* **Task item**: Restate exactly the lines below, from the one containing "Query: granite countertop" through the final line, and leave out the pictures.

Region pointing data:
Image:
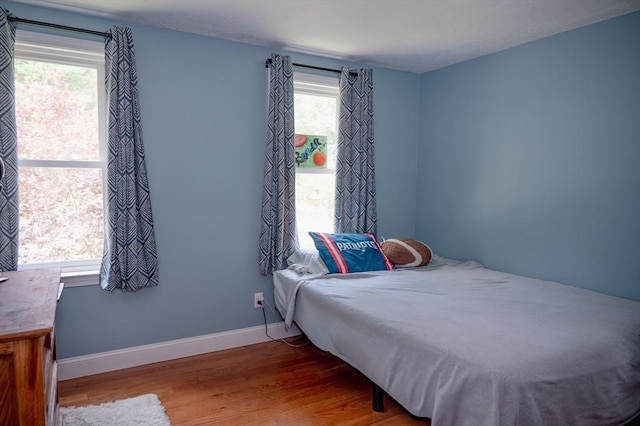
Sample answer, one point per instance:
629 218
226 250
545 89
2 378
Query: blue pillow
344 253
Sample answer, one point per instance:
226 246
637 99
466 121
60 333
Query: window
60 104
316 101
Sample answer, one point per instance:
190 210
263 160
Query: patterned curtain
130 260
278 236
8 148
355 199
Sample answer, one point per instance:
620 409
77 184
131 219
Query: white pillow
310 258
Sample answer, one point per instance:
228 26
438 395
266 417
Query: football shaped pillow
407 252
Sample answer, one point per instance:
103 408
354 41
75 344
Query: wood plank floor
267 384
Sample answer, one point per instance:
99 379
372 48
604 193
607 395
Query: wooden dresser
28 370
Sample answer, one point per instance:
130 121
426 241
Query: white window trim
70 51
317 85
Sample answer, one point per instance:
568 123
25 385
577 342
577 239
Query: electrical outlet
258 300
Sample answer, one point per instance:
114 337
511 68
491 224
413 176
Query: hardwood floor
267 384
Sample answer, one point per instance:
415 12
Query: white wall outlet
258 300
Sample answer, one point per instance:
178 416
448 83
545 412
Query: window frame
307 83
318 85
37 46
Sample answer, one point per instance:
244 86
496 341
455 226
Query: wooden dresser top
28 303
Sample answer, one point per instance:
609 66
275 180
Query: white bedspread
465 345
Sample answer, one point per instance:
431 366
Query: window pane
314 204
61 214
316 115
56 111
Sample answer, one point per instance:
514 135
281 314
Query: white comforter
465 345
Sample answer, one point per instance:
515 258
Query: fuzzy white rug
141 410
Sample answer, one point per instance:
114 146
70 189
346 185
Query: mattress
466 345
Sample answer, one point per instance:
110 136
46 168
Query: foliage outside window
61 161
316 100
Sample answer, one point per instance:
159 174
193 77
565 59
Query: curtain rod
269 61
57 26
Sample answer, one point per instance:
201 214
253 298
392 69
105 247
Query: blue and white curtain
8 148
130 259
278 236
355 199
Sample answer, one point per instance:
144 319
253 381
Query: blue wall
203 104
530 159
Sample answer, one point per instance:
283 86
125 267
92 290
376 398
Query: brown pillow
407 252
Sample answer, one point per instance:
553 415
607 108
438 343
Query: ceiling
409 35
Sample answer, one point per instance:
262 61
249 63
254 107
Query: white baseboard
70 368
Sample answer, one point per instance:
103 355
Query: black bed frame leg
378 401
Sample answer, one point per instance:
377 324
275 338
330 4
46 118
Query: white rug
142 410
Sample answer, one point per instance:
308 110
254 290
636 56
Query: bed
465 345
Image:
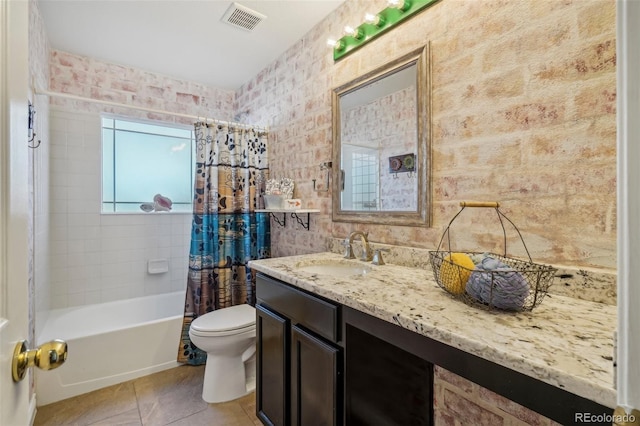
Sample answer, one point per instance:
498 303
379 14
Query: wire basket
489 280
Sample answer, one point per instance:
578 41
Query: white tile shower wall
96 257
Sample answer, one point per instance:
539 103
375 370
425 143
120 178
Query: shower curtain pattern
231 169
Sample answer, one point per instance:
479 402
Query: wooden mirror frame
422 216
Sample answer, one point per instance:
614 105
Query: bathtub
110 343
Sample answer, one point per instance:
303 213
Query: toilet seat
227 321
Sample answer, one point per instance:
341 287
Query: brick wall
458 401
524 96
95 258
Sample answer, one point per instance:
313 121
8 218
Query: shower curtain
226 232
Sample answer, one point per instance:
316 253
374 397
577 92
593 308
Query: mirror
381 139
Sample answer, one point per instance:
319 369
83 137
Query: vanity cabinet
299 360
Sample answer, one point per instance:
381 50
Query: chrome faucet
366 251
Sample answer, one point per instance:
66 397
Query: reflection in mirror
381 145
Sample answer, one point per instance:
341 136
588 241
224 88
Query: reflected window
361 177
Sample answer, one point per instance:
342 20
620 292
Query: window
140 160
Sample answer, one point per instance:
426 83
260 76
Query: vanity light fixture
337 45
376 24
372 19
356 33
403 5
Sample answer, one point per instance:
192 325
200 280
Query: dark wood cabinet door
272 375
315 378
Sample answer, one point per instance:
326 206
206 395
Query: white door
15 404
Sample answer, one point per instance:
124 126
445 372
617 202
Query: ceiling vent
242 17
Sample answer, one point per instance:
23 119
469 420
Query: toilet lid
226 319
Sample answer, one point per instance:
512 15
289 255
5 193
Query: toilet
228 336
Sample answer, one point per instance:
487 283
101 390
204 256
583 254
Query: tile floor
170 397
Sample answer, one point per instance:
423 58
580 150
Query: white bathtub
110 343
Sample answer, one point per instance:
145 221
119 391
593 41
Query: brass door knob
48 356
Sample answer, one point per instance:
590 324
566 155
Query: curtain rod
39 91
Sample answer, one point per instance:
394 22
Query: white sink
334 268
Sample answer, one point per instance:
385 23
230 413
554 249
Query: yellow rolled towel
455 271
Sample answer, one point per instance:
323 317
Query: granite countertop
564 341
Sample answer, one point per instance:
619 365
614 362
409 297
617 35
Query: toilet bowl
228 336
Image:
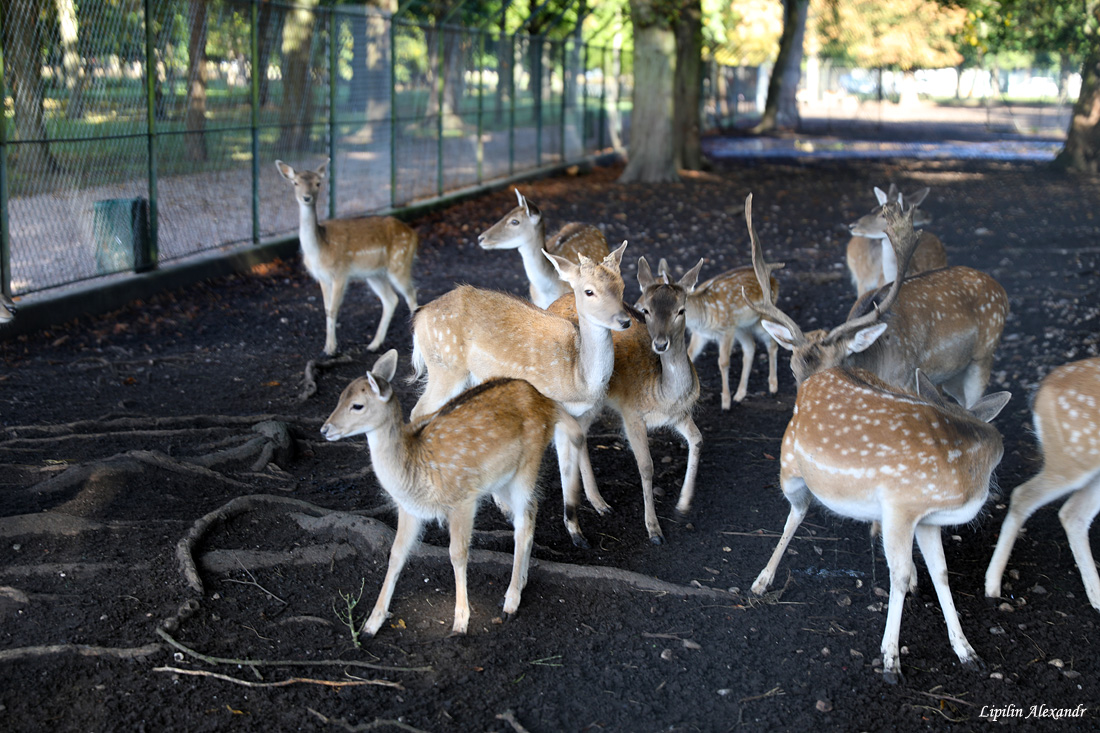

* **Expected answer**:
Query: granite countertop
564 341
Sample answer, one point per instance:
619 365
614 362
409 297
617 35
Query: toilet bowl
228 336
Image:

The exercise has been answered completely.